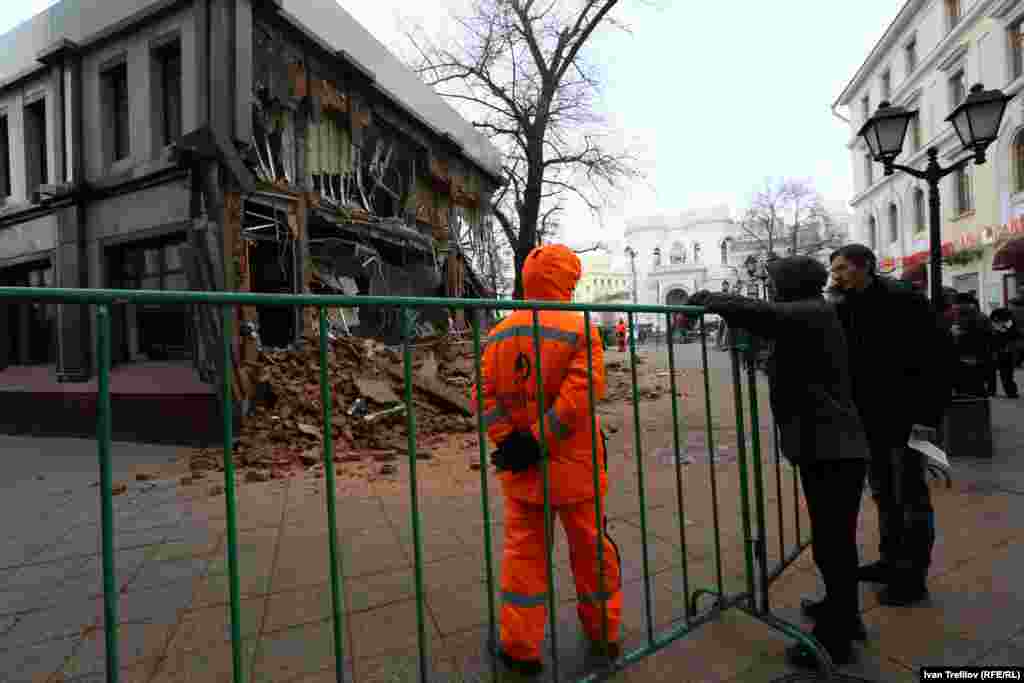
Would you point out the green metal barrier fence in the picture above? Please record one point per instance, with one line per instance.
(753, 600)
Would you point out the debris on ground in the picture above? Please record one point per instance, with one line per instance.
(284, 433)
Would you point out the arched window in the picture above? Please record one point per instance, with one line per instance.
(893, 222)
(919, 211)
(678, 254)
(1017, 152)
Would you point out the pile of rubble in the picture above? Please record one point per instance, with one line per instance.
(283, 433)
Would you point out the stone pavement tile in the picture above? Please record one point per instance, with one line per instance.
(402, 668)
(162, 604)
(85, 544)
(255, 569)
(139, 645)
(392, 627)
(716, 651)
(458, 609)
(465, 569)
(156, 573)
(209, 665)
(1008, 653)
(209, 591)
(180, 550)
(380, 589)
(207, 627)
(327, 676)
(304, 563)
(660, 554)
(139, 672)
(35, 663)
(284, 655)
(372, 553)
(304, 605)
(934, 634)
(435, 545)
(65, 620)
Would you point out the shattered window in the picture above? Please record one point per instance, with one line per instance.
(329, 154)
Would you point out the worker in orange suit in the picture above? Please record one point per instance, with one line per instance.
(511, 415)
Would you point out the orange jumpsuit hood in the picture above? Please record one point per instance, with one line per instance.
(550, 273)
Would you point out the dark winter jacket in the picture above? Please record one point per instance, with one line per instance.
(901, 357)
(1005, 341)
(808, 373)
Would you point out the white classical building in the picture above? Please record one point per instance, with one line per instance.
(928, 59)
(676, 255)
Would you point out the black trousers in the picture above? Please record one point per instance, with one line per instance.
(1005, 365)
(906, 519)
(834, 491)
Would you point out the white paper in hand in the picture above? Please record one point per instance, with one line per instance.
(932, 452)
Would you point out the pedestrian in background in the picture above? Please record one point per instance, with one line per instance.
(621, 335)
(901, 361)
(513, 420)
(1007, 342)
(973, 337)
(819, 428)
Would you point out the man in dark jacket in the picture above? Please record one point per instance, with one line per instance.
(973, 340)
(819, 428)
(1006, 346)
(900, 359)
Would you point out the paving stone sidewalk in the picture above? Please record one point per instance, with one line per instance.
(173, 579)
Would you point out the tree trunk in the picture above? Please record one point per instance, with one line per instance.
(529, 213)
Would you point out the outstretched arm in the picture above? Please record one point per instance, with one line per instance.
(763, 318)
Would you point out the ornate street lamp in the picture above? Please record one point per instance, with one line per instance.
(632, 255)
(976, 121)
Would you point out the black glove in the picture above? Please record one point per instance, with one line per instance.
(517, 453)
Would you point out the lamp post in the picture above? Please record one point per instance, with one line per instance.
(976, 121)
(631, 253)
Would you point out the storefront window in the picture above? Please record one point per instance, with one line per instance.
(155, 332)
(28, 329)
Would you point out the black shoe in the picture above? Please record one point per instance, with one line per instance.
(904, 595)
(610, 650)
(876, 572)
(816, 609)
(527, 668)
(522, 667)
(803, 657)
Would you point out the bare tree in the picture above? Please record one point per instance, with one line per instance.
(787, 208)
(519, 68)
(764, 220)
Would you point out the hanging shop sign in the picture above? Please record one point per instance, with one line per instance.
(983, 237)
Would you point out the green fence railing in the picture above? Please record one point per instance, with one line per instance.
(754, 599)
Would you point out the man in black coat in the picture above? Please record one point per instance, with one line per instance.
(1006, 347)
(820, 431)
(901, 363)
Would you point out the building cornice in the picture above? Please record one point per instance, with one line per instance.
(952, 59)
(1003, 9)
(953, 37)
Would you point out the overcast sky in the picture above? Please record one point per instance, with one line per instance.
(712, 96)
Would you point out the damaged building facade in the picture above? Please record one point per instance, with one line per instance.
(253, 145)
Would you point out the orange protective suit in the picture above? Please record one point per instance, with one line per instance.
(511, 403)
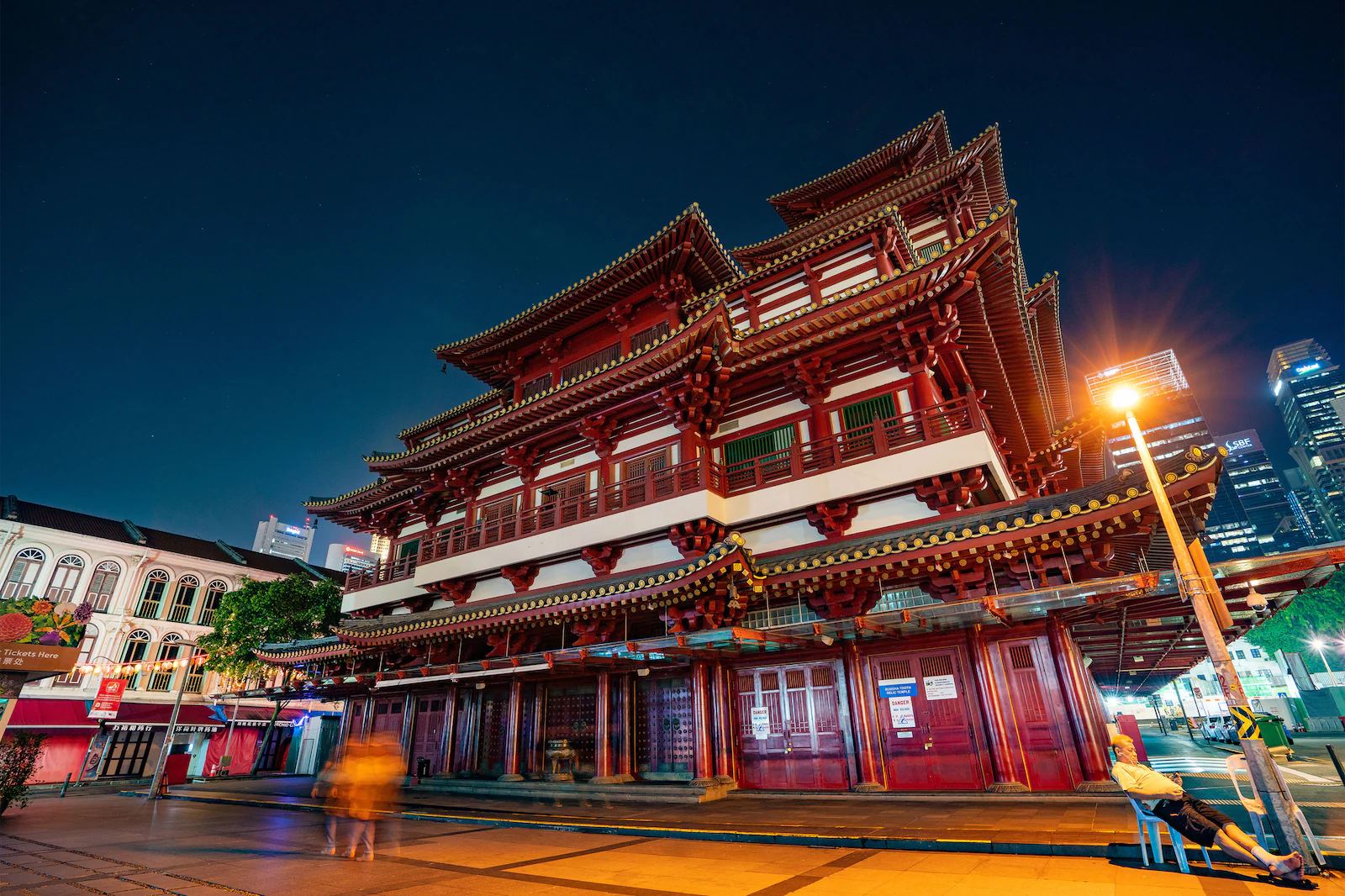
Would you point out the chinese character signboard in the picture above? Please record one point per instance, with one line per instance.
(108, 701)
(40, 635)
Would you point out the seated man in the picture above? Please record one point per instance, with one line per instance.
(1195, 818)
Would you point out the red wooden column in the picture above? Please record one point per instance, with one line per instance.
(625, 727)
(720, 724)
(858, 681)
(603, 734)
(988, 687)
(701, 725)
(1089, 732)
(511, 730)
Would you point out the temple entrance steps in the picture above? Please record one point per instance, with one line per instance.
(572, 790)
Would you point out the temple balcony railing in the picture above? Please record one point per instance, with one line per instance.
(381, 573)
(699, 488)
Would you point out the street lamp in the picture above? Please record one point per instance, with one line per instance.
(1321, 651)
(1264, 777)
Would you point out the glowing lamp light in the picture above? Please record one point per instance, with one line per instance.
(1125, 398)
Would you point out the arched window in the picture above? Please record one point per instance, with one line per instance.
(152, 596)
(138, 645)
(74, 676)
(210, 603)
(24, 573)
(168, 650)
(105, 576)
(64, 582)
(183, 596)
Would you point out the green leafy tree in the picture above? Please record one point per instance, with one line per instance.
(1318, 613)
(268, 613)
(18, 761)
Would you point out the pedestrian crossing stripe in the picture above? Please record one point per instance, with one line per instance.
(1246, 723)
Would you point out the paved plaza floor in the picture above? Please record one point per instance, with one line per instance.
(132, 846)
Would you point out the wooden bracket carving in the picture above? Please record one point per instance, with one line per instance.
(600, 432)
(520, 575)
(697, 535)
(809, 378)
(833, 519)
(524, 458)
(593, 631)
(454, 589)
(849, 600)
(602, 559)
(952, 492)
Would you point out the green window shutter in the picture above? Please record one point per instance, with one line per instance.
(764, 443)
(865, 412)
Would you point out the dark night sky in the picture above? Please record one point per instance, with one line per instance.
(232, 235)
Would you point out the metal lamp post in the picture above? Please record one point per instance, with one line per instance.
(1264, 775)
(1321, 651)
(172, 724)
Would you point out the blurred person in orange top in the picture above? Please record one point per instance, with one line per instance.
(329, 788)
(369, 775)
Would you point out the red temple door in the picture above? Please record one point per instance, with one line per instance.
(928, 735)
(388, 717)
(663, 735)
(428, 736)
(493, 730)
(1035, 717)
(793, 739)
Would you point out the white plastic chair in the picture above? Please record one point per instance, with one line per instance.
(1149, 824)
(1257, 810)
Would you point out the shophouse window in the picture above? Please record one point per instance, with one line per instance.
(210, 603)
(64, 580)
(183, 596)
(105, 576)
(24, 573)
(152, 595)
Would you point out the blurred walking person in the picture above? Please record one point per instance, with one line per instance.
(367, 777)
(327, 788)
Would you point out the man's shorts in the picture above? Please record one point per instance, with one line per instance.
(1194, 818)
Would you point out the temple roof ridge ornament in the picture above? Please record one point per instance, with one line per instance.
(713, 256)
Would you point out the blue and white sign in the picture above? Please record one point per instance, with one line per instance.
(896, 688)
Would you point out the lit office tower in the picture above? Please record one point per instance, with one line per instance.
(1170, 414)
(282, 540)
(350, 559)
(1309, 392)
(1251, 513)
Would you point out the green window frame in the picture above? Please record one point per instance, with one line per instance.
(741, 451)
(865, 412)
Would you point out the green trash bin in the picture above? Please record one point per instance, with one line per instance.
(1273, 732)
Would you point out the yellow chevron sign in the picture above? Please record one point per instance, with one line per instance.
(1247, 728)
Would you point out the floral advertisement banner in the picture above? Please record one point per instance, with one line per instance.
(40, 635)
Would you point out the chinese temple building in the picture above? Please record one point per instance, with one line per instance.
(814, 513)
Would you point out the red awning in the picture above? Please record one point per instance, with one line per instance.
(190, 716)
(51, 714)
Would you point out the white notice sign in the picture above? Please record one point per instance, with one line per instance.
(903, 712)
(941, 688)
(760, 723)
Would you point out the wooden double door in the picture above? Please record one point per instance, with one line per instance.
(927, 720)
(790, 730)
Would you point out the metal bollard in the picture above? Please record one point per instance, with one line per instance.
(1336, 762)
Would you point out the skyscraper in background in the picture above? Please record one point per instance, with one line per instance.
(350, 559)
(284, 540)
(1251, 513)
(1311, 392)
(1170, 414)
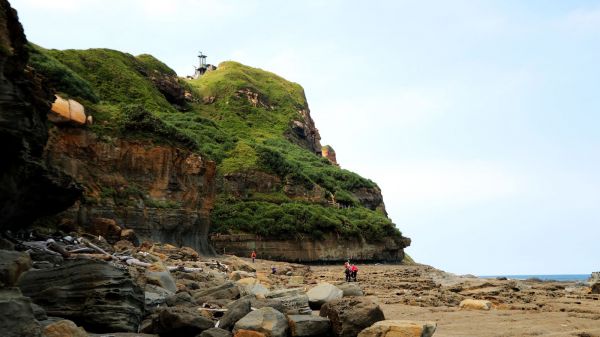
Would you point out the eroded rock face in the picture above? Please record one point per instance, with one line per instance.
(17, 317)
(304, 132)
(330, 249)
(163, 193)
(94, 294)
(29, 188)
(350, 315)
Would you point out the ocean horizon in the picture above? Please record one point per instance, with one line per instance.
(544, 277)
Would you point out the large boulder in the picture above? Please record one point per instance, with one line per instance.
(161, 278)
(351, 315)
(180, 322)
(266, 320)
(225, 291)
(94, 294)
(394, 328)
(16, 315)
(322, 293)
(235, 312)
(350, 289)
(471, 304)
(288, 301)
(64, 328)
(309, 325)
(12, 265)
(215, 332)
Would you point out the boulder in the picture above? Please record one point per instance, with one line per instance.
(180, 321)
(215, 332)
(234, 313)
(181, 298)
(266, 320)
(471, 304)
(95, 294)
(239, 274)
(17, 317)
(64, 328)
(351, 315)
(248, 333)
(296, 280)
(350, 289)
(235, 263)
(290, 302)
(67, 110)
(393, 328)
(322, 293)
(162, 279)
(155, 296)
(12, 265)
(309, 325)
(227, 291)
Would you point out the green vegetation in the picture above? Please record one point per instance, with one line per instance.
(310, 220)
(241, 118)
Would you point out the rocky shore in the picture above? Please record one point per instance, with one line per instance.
(94, 288)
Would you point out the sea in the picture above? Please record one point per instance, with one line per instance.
(558, 277)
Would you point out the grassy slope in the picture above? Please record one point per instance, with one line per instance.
(238, 136)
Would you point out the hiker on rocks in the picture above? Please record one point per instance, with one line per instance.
(347, 271)
(353, 272)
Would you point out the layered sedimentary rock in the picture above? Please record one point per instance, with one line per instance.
(162, 192)
(94, 294)
(330, 249)
(28, 187)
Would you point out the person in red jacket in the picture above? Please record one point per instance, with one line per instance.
(354, 271)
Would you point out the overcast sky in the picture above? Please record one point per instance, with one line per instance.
(478, 119)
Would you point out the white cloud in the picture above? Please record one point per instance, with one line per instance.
(448, 184)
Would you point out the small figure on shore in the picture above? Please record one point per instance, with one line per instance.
(353, 272)
(347, 271)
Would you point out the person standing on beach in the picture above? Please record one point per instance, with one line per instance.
(354, 271)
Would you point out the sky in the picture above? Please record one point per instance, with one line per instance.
(478, 119)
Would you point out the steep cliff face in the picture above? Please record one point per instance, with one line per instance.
(241, 156)
(162, 192)
(28, 188)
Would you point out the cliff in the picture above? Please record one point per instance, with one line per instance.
(29, 188)
(234, 152)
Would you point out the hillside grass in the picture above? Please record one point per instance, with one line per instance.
(240, 137)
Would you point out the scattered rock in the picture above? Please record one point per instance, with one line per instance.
(235, 312)
(12, 265)
(227, 290)
(266, 320)
(391, 328)
(248, 333)
(155, 296)
(64, 328)
(215, 332)
(162, 278)
(322, 293)
(180, 321)
(596, 288)
(351, 315)
(308, 325)
(471, 304)
(17, 318)
(239, 274)
(350, 289)
(96, 294)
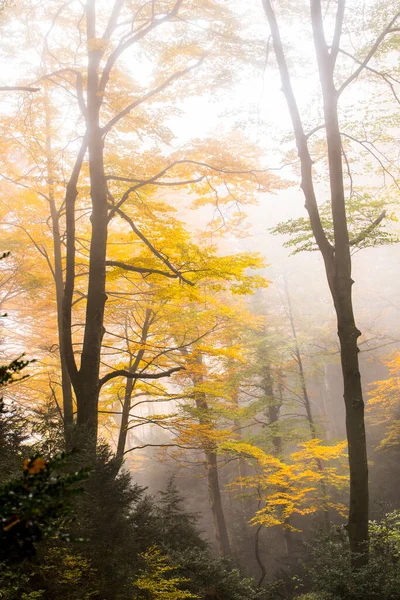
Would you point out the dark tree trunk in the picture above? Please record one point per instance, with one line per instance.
(130, 385)
(211, 464)
(337, 259)
(57, 271)
(214, 494)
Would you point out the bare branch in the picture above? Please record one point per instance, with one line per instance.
(143, 270)
(388, 29)
(163, 258)
(18, 88)
(130, 375)
(149, 94)
(368, 229)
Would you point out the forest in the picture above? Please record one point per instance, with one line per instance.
(199, 300)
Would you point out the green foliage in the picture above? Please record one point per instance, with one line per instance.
(214, 579)
(156, 581)
(363, 214)
(31, 506)
(329, 564)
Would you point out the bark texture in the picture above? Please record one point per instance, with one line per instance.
(337, 258)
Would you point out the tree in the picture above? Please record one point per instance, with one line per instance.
(103, 99)
(336, 251)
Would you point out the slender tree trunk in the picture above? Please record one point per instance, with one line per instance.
(273, 419)
(337, 259)
(68, 415)
(211, 464)
(130, 385)
(214, 494)
(307, 403)
(86, 381)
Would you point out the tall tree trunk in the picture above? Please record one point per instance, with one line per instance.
(86, 381)
(274, 407)
(211, 464)
(130, 385)
(214, 494)
(307, 403)
(57, 271)
(337, 259)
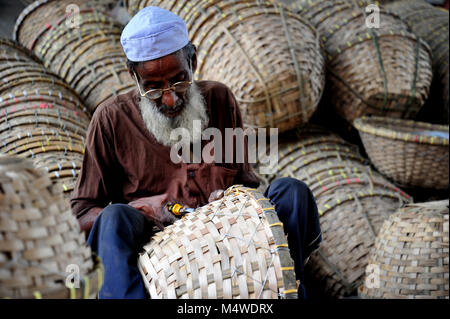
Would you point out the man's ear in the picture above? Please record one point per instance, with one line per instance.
(194, 60)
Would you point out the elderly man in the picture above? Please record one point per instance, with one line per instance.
(128, 177)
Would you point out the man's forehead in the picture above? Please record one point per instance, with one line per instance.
(164, 67)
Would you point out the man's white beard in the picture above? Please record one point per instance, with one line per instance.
(160, 126)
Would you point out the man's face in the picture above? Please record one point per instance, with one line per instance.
(161, 74)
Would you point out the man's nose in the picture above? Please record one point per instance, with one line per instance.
(170, 98)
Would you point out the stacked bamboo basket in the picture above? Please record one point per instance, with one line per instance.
(40, 240)
(232, 248)
(269, 57)
(41, 116)
(383, 71)
(352, 199)
(413, 154)
(432, 24)
(411, 255)
(89, 57)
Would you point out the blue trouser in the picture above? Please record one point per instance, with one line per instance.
(120, 231)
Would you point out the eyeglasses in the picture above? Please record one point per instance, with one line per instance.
(154, 94)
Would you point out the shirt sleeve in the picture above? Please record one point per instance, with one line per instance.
(94, 184)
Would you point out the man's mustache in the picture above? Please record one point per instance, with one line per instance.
(171, 109)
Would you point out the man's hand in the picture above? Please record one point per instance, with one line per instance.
(155, 208)
(216, 195)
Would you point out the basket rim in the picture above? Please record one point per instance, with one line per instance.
(368, 125)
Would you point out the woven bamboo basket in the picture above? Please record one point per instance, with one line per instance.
(412, 255)
(28, 85)
(432, 24)
(90, 58)
(413, 154)
(385, 71)
(40, 238)
(231, 248)
(352, 199)
(350, 221)
(269, 57)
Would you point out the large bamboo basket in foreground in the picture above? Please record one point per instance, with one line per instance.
(231, 248)
(384, 71)
(269, 57)
(40, 238)
(413, 154)
(410, 259)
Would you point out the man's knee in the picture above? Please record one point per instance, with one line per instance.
(117, 215)
(288, 185)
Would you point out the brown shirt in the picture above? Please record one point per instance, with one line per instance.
(123, 161)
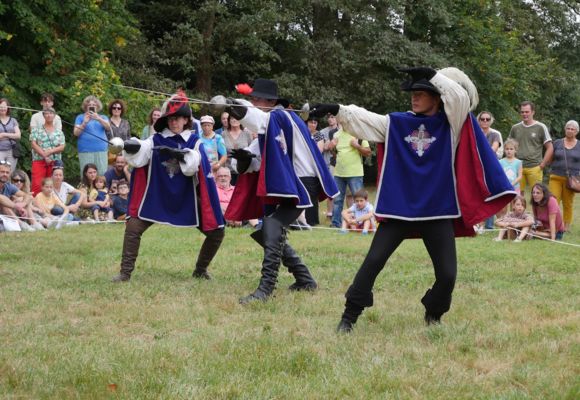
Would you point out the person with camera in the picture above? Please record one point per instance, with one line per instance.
(171, 184)
(89, 127)
(438, 178)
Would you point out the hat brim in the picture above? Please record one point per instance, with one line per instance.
(420, 85)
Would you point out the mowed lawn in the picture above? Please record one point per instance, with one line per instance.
(66, 331)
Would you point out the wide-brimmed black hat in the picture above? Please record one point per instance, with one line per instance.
(267, 89)
(419, 84)
(176, 106)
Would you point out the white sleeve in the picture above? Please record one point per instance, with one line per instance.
(190, 165)
(255, 120)
(363, 124)
(456, 101)
(142, 157)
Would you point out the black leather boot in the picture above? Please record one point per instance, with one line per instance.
(209, 248)
(273, 239)
(291, 260)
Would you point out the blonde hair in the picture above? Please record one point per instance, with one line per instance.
(511, 142)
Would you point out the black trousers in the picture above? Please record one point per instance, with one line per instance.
(439, 239)
(313, 187)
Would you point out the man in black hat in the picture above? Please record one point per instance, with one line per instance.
(171, 184)
(417, 193)
(290, 165)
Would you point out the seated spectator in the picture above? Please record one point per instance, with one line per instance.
(71, 197)
(151, 119)
(89, 192)
(14, 202)
(54, 213)
(214, 145)
(120, 201)
(119, 173)
(102, 212)
(360, 216)
(547, 215)
(517, 220)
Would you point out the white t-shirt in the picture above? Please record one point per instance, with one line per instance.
(64, 191)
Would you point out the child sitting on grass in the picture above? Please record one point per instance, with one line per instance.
(360, 215)
(104, 212)
(120, 201)
(52, 211)
(517, 220)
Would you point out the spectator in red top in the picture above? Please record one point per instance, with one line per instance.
(547, 213)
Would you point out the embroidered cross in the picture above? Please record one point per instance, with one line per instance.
(172, 167)
(282, 140)
(420, 140)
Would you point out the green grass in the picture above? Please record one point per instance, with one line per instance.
(67, 332)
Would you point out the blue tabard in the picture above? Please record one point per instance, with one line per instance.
(418, 181)
(172, 199)
(277, 149)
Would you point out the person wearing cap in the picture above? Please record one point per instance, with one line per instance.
(439, 177)
(171, 184)
(47, 142)
(213, 143)
(290, 163)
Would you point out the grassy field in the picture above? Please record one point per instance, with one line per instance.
(67, 332)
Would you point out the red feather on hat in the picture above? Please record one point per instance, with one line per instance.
(244, 88)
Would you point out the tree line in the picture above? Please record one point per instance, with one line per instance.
(344, 51)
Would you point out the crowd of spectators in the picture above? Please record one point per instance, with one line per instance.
(47, 200)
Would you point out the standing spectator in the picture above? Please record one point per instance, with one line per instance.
(329, 152)
(119, 173)
(485, 120)
(90, 126)
(547, 213)
(37, 120)
(235, 137)
(120, 201)
(532, 137)
(214, 145)
(47, 142)
(14, 202)
(151, 119)
(348, 171)
(71, 197)
(225, 124)
(565, 162)
(120, 127)
(9, 136)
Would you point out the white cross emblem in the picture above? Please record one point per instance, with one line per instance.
(282, 141)
(420, 140)
(172, 167)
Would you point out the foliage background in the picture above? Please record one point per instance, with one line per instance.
(323, 50)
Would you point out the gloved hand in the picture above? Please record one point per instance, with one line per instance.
(319, 110)
(244, 158)
(131, 146)
(234, 108)
(166, 151)
(419, 72)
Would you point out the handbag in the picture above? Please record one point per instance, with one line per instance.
(573, 181)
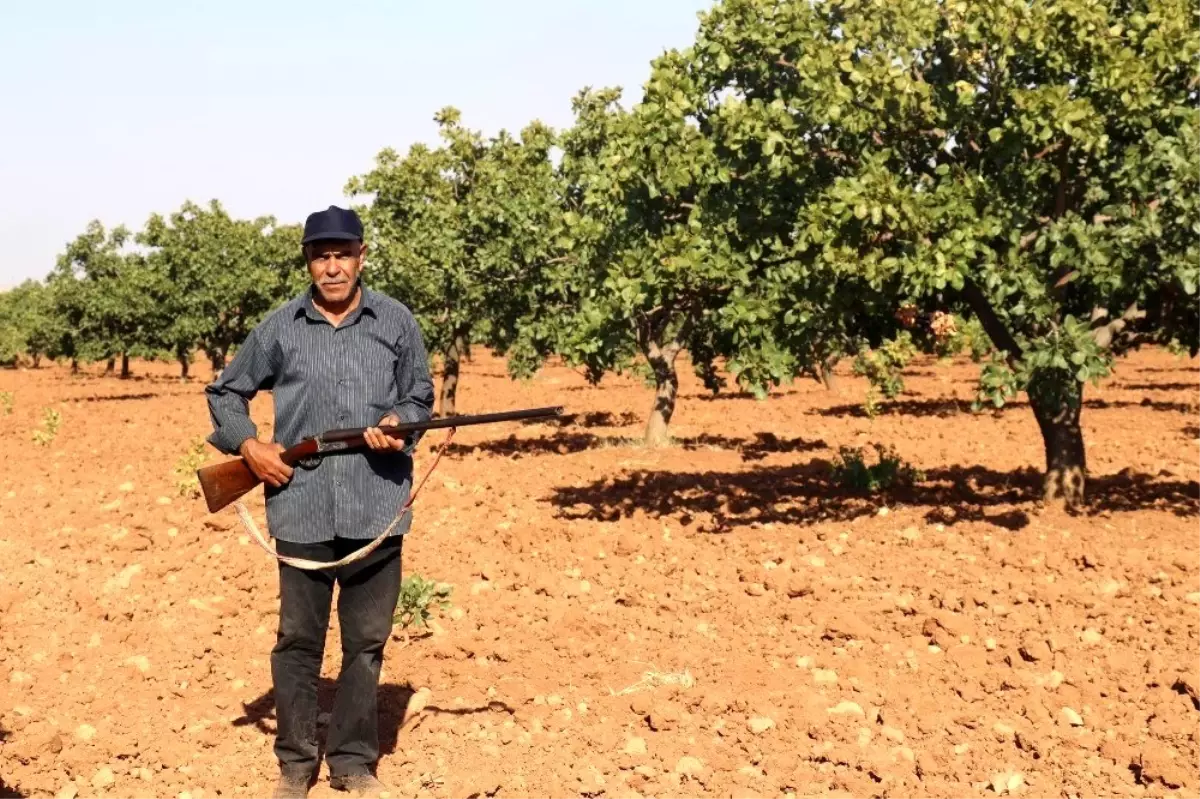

-*-*-

EXERCISE PROMPT:
Arrange the items from the beginning through the line containing "(1017, 152)" as a Markdown table, with a Row column that numbers each line and a Line column that gives its text. Leave out the pictures and any blank lines.

FINAL RESULT:
| Row | Line |
|---|---|
| 1 | Would you point out the green metal barrier fence in the picture above? Please record one point per instance, with one line per instance. |
| 2 | (753, 600) |
| 3 | Would you point out the debris on ground in the picture above? Please record one point per instance, with one line per instance. |
| 4 | (284, 433) |
| 5 | Would you point out the arched window in the picture above? Please record one point per instance, with one line per instance. |
| 6 | (893, 222) |
| 7 | (919, 211) |
| 8 | (678, 254) |
| 9 | (1017, 152) |